* START Stored data *
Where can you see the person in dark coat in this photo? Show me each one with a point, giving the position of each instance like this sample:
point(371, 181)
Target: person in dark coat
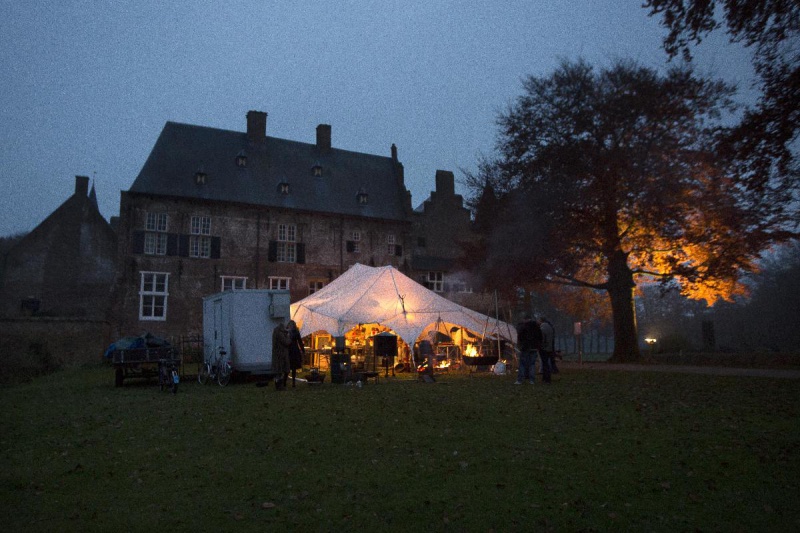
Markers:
point(296, 350)
point(548, 350)
point(529, 341)
point(280, 355)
* END Stored data *
Problem requirements: Write out every line of the material above again, requests included, with -128 added to each coordinate in the answer points. Leave the coordinates in the requests and their format sample unchanged, and omit the picture.

Written answer:
Where can you see the person in dark coat in this photo? Show me each one with a point, giving the position of each instance like this sample:
point(371, 181)
Target: person in dark coat
Markers:
point(168, 222)
point(420, 222)
point(401, 213)
point(152, 227)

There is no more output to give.